▸ WHAT THIS EXERCISE ASKS
A) According to the essay on race, where was the writer's dad born and raised?
B) Return the part of the essay on race starting at "Today, I realize" and ending at "don’t mention it.", copied word for word.

My dad was born and raised in Northern Idaho. Few, if any, minorities lived there at the time. And yet my Indian-loving grandfather and grandmother taught him not to pay attention to race. Instead, they taught my father to accept each individual on their own merits, like many people had before.
My mother and father taught me the same. In fact, I can’t recall a single time when my dad mentioned race when describing someone. Bank robber in the news? He didn’t mention it. Star athlete in the news? He didn’t mention it. Poor family in need? He didn’t mention it.
Outside of home, I experienced a very different, if not disparaging “us against them” interpretation of race while growing up in the deep, formerly segregated south. That is you talk about race and generalize it all of the time. You divide or bond over it even.
In middle school, for example, one girl who didn’t look like me insisted that minority races cannot be racist or prejudice. That didn’t make sense. Another classmate approached me one day and starting spewing derogatory and racist language, wrongly believing that I shared his toxic views because our skin looked the same. That didn’t make sense either.
Today, I realize we have to talk about difficult things sometimes, racial tension very much included. But I also believe someone’s race is a lousy indicator of their true character. If my own upbringing is any indication, we can either rehash the same juvenile discussions on race to similar effect, or we can take the more mature approach that my father did: in most instances where race doesn’t matter, don’t mention it.
I’m not saying this simple act can cure centuries of racism. But I know first-hand it has the power to heal. You should try it sometime (if you haven’t already). Unless you’re being asked by a cop to identify a suspect, please don’t mention race when describing someone.

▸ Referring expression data
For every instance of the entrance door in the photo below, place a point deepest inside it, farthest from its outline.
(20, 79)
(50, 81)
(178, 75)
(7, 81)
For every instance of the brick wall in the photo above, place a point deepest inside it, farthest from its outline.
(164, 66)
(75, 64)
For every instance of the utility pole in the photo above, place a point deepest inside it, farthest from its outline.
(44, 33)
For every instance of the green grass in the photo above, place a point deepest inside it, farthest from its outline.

---

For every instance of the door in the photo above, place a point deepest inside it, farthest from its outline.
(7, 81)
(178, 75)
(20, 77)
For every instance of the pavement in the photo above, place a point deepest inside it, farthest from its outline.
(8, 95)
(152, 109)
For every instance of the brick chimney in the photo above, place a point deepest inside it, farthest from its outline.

...

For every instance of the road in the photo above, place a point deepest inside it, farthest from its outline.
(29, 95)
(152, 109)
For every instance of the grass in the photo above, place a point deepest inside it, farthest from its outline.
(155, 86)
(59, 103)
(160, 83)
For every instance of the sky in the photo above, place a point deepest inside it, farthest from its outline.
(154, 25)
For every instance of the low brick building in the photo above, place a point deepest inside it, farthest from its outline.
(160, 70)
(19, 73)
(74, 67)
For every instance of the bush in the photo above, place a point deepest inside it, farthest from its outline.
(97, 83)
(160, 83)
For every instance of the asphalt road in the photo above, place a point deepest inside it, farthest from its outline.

▸ PER-TASK OUTPUTS
A) Northern Idaho.

B)
Today, I realize we have to talk about difficult things sometimes, racial tension very much included. But I also believe someone’s race is a lousy indicator of their true character. If my own upbringing is any indication, we can either rehash the same juvenile discussions on race to similar effect, or we can take the more mature approach that my father did: in most instances where race doesn’t matter, don’t mention it.